[Exercise brief] Convert the entries from their beginning up to and including the line containing "positive clicks: (131, 67)" into a JSON list of strings, one string per line, with blank lines omitted.

(Material for the task)

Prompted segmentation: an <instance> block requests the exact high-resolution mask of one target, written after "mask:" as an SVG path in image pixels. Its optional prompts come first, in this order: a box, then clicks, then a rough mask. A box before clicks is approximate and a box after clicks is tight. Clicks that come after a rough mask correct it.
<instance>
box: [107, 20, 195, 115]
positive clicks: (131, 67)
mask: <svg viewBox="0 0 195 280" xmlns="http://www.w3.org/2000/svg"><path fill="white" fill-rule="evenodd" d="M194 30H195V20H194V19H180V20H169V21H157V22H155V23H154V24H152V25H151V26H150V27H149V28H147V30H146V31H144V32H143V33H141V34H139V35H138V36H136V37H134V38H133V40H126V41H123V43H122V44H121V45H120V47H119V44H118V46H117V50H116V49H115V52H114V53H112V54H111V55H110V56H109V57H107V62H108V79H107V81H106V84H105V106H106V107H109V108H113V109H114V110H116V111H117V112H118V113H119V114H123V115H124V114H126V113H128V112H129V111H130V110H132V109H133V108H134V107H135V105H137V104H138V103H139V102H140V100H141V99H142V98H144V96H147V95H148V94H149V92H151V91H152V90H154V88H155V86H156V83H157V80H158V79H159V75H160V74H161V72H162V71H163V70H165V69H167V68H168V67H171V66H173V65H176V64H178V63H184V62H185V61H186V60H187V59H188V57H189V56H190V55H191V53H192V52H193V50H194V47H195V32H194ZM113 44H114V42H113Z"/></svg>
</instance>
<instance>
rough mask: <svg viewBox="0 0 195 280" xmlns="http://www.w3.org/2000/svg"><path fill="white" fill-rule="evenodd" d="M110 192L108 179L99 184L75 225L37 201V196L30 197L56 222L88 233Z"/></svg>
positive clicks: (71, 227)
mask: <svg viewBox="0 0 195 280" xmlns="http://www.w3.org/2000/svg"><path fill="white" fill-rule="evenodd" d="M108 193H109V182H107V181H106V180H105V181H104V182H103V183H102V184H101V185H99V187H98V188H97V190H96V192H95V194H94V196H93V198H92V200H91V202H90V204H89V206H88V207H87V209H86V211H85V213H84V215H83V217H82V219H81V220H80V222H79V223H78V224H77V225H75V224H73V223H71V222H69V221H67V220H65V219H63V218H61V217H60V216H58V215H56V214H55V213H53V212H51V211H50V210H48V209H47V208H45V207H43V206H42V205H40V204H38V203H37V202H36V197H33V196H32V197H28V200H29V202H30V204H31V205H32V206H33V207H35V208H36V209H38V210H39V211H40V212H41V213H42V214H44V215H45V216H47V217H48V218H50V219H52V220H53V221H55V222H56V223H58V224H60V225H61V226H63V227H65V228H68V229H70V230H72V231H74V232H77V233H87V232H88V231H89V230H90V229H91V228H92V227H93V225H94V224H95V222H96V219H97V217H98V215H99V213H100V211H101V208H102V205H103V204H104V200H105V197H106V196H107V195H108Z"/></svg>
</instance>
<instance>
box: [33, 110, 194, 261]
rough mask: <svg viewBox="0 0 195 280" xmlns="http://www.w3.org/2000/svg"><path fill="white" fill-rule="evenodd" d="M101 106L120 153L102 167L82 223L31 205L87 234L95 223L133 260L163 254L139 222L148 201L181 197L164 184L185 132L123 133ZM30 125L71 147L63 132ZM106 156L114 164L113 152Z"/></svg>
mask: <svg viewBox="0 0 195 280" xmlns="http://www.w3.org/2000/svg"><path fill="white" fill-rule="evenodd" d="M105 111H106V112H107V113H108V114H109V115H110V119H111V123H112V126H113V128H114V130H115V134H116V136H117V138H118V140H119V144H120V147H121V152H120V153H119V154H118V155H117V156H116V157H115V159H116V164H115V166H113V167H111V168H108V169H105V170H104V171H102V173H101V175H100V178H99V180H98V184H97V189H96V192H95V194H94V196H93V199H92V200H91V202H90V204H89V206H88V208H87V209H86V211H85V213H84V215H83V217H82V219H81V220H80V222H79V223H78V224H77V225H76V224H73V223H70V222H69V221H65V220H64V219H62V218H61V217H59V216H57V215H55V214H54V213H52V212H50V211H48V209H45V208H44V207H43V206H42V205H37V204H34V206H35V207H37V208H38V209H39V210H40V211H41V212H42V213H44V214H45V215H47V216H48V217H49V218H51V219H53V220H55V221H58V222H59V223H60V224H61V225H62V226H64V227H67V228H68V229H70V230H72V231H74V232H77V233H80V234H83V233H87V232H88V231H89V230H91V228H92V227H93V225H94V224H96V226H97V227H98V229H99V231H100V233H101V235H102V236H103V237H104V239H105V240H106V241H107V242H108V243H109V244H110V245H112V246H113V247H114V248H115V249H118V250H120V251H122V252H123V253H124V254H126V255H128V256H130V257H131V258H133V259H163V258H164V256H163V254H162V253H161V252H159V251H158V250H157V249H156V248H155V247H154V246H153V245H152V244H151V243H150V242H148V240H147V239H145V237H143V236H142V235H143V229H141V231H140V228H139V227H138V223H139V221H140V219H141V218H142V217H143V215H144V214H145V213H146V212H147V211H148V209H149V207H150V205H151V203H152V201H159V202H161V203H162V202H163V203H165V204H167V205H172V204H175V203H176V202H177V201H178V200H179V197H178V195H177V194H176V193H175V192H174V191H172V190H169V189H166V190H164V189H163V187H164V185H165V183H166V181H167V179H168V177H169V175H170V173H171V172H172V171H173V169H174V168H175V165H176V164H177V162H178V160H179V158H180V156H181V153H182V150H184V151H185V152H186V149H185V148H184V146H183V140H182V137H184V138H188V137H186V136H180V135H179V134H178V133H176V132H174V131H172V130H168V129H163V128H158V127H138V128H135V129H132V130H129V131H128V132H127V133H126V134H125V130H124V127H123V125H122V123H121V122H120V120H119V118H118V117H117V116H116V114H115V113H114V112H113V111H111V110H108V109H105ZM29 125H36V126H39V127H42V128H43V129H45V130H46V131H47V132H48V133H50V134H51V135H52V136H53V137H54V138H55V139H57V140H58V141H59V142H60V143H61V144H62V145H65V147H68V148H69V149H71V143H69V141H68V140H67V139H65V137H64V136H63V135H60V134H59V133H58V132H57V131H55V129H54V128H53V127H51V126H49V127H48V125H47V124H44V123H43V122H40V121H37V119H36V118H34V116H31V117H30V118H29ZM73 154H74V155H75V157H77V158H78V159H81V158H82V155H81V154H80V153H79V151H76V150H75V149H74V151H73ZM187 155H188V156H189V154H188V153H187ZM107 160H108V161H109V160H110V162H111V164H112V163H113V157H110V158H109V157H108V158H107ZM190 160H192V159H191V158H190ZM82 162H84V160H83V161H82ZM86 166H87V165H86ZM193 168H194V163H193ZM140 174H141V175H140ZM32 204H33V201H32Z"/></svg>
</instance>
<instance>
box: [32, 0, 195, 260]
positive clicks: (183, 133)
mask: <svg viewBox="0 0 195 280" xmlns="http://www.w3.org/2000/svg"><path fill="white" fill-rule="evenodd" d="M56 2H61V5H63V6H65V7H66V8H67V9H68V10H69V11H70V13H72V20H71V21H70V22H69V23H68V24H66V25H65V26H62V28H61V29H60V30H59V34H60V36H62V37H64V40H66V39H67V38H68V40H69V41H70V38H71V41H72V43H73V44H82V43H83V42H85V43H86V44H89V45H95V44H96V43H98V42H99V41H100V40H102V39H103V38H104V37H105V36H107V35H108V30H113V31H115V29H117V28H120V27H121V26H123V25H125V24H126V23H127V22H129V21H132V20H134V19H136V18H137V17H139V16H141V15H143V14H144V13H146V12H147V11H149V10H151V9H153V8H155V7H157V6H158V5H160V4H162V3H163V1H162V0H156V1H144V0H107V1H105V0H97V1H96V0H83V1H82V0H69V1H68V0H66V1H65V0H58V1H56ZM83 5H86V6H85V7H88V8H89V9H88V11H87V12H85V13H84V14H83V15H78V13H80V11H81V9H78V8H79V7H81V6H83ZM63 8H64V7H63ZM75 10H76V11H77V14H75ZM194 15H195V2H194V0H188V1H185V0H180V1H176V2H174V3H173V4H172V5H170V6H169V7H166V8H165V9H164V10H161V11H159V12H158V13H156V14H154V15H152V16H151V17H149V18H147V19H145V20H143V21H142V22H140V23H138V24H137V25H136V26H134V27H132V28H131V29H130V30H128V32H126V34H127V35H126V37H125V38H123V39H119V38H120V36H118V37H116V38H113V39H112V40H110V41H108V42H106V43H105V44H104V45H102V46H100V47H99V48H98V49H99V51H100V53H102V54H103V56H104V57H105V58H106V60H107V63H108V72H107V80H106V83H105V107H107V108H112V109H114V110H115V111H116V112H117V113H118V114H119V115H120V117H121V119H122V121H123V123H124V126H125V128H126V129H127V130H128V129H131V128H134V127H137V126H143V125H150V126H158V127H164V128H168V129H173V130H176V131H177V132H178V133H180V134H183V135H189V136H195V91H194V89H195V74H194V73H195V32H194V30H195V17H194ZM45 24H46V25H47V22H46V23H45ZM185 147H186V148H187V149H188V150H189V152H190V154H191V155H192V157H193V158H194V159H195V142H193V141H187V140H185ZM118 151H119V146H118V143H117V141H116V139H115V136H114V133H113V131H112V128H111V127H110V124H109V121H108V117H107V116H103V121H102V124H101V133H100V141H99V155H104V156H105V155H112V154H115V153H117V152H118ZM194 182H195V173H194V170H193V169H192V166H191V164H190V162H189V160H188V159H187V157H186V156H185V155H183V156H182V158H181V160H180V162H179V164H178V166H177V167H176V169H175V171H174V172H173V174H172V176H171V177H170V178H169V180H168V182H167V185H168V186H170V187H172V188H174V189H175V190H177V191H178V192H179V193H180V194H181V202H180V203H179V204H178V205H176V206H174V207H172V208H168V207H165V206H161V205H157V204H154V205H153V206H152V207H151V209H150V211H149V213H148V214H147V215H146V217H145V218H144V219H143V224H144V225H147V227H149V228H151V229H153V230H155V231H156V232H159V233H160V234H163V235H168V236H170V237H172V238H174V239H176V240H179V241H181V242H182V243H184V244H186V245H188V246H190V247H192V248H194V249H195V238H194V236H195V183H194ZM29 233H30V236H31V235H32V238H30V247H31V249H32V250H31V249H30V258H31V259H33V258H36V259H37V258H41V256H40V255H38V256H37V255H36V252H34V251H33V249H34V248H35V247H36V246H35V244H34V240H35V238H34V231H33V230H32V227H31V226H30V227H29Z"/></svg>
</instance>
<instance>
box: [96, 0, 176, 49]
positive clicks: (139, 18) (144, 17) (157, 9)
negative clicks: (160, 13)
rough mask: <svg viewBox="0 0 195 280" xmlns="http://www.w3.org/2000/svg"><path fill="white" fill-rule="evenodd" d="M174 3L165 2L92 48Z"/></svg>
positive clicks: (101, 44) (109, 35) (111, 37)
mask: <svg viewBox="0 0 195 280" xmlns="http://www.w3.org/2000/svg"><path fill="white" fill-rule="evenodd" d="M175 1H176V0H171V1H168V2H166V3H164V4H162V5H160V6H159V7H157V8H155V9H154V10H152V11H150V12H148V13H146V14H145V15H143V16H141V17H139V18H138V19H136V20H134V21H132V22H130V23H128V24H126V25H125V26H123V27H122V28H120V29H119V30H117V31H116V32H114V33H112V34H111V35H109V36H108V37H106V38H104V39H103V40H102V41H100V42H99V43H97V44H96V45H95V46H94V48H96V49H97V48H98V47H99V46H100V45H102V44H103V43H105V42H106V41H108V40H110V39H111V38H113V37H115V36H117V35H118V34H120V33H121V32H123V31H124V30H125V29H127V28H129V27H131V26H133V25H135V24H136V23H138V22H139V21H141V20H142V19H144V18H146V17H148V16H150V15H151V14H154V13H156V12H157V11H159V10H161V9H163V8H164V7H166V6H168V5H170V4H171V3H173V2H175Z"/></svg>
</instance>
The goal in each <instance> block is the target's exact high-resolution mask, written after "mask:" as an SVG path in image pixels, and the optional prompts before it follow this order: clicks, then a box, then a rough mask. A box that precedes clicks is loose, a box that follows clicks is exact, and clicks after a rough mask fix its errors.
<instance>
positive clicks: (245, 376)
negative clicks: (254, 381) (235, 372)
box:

(End Material for the task)

[Exercise result]
[
  "Prompted segmentation: an <instance> block requests the exact high-resolution mask of one target, written after \"mask:\" as an SVG path in image pixels. Its optional prompts come first, in this order: a box, then clicks, then a rough mask. A box before clicks is approximate and a box after clicks is tight. Clicks that come after a rough mask correct it.",
  "<instance>",
  "box: [107, 20, 195, 115]",
  "positive clicks: (131, 67)"
]